--- Requirement ---
Which lines of the entries below include "ceiling"? List them all.

Segment Start: Raw data

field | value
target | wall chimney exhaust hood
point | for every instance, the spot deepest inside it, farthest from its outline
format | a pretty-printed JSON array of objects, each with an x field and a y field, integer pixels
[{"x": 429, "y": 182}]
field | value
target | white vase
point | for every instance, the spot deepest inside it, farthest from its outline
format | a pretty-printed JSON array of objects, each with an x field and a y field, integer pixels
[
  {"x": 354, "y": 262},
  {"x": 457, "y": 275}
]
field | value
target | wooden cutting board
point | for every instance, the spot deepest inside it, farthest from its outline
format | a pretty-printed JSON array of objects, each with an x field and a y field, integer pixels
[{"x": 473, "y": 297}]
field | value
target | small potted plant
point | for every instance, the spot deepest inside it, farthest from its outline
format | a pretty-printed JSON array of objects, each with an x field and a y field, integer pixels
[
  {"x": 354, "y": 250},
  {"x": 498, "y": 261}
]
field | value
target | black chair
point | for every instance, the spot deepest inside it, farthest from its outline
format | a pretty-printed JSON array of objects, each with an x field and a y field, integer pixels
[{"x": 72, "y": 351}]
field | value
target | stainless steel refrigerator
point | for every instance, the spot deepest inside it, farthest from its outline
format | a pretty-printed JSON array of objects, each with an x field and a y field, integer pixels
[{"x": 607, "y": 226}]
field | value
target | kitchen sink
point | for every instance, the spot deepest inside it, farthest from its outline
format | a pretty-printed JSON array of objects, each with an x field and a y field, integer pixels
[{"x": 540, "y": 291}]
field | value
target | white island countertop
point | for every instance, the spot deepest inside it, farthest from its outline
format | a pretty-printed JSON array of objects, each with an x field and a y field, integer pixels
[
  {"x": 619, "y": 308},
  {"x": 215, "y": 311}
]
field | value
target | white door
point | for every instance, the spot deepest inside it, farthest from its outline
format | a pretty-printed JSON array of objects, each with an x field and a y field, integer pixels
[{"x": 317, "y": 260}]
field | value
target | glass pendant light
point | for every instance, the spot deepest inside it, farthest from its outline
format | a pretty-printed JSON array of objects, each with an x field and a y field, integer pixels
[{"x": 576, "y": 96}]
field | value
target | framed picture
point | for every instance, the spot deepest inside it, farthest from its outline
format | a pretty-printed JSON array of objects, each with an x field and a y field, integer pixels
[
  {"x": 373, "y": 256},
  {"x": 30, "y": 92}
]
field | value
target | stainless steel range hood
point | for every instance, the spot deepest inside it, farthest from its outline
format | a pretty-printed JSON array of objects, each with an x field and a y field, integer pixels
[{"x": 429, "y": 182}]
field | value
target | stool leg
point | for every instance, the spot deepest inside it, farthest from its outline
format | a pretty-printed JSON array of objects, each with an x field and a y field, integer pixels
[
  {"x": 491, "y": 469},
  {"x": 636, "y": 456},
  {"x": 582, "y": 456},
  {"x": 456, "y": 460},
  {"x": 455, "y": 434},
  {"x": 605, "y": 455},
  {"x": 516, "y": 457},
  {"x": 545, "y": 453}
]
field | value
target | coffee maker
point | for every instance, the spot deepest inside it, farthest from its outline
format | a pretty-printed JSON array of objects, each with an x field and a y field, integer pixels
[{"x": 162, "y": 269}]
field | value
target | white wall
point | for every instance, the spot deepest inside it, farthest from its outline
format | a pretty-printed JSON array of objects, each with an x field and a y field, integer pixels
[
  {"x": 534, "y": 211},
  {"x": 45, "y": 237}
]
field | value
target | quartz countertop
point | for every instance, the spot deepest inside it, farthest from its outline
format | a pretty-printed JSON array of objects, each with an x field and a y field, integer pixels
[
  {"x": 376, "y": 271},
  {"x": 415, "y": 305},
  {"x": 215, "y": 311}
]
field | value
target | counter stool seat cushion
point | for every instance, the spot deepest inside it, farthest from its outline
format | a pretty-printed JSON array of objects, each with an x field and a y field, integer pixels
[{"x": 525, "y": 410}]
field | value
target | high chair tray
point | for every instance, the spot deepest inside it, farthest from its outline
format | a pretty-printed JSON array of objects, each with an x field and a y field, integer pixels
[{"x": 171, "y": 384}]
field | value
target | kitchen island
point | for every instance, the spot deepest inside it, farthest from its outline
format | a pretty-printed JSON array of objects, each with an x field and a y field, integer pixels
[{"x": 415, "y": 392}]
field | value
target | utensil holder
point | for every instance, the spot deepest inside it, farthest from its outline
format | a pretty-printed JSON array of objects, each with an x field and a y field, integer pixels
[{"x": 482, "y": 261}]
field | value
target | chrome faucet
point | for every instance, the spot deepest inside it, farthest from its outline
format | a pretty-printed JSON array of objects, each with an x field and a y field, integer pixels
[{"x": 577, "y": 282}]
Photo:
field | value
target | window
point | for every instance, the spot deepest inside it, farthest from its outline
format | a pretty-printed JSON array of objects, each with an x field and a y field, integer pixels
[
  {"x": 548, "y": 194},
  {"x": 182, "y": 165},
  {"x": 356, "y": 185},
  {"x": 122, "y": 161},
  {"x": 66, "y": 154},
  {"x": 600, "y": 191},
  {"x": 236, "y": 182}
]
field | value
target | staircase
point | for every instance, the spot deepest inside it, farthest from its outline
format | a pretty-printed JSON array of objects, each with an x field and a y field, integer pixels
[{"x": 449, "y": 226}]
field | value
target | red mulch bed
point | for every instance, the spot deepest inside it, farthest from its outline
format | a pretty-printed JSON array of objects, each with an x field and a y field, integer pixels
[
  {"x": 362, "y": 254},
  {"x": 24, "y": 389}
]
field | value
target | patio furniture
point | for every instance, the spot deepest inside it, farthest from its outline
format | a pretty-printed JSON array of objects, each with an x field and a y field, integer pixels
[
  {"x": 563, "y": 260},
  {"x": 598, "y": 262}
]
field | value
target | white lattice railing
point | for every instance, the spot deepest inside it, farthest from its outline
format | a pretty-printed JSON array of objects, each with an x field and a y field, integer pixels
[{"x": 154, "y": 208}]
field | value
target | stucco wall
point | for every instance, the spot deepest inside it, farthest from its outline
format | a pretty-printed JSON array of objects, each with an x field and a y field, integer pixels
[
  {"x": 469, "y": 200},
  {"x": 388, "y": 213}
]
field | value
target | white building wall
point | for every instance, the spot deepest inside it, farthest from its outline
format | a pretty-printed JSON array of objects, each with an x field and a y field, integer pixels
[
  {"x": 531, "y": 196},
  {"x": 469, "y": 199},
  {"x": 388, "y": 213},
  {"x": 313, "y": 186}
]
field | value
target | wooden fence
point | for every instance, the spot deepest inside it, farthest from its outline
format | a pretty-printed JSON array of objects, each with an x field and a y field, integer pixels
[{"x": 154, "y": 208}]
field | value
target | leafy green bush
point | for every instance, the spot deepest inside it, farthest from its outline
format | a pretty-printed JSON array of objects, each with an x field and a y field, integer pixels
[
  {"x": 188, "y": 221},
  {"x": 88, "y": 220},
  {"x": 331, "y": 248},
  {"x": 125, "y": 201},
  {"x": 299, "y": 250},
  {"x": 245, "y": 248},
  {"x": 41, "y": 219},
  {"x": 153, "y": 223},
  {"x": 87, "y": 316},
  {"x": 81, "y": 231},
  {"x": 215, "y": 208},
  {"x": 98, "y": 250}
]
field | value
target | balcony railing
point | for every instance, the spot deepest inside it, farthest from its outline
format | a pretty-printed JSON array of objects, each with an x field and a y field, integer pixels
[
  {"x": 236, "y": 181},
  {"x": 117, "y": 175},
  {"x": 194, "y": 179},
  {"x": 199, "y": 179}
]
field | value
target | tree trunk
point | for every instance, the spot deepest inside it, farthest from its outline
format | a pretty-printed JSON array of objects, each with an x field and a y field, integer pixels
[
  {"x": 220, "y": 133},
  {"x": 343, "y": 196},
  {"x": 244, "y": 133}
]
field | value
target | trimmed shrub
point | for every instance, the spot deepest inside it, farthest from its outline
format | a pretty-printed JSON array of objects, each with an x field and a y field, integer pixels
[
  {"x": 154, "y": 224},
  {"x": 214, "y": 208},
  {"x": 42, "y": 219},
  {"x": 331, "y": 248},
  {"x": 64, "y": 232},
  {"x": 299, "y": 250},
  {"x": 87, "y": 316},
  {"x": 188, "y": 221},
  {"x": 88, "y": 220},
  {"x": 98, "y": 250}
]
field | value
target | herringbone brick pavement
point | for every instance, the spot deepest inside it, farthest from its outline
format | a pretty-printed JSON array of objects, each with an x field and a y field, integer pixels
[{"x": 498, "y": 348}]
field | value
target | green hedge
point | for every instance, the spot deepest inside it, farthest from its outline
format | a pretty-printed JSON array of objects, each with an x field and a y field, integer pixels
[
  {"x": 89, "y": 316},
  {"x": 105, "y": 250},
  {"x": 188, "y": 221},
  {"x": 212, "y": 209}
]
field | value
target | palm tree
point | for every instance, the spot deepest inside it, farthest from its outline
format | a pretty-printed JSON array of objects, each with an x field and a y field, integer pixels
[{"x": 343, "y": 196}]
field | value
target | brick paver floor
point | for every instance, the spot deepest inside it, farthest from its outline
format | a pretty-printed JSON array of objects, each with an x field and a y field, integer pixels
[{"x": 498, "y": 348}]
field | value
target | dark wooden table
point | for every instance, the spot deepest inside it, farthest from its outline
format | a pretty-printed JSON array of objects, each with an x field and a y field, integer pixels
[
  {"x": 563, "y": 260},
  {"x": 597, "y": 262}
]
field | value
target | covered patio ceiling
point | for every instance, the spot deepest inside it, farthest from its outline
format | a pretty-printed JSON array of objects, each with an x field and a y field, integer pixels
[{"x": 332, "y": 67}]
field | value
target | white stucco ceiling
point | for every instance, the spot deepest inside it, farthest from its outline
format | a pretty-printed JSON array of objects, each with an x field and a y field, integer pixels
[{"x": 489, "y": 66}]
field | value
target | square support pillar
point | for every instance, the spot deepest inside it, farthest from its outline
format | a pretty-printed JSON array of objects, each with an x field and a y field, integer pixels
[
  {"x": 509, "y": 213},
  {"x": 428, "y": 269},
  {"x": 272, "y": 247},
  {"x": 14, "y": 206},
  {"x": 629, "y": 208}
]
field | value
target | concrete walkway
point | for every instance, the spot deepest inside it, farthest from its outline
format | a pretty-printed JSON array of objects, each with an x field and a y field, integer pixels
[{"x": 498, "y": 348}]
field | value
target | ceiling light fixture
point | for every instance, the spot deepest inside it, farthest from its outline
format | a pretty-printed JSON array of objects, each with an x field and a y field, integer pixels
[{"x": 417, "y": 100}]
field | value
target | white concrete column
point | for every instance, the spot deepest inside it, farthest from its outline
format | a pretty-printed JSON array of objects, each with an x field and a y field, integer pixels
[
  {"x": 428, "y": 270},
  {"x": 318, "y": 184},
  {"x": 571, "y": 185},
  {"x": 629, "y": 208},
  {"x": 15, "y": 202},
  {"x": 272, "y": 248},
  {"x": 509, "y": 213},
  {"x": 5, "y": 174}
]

Segment End: Raw data

--- Result of this task ---
target | covered patio ceiling
target | white stucco ceiling
target | ceiling light fixture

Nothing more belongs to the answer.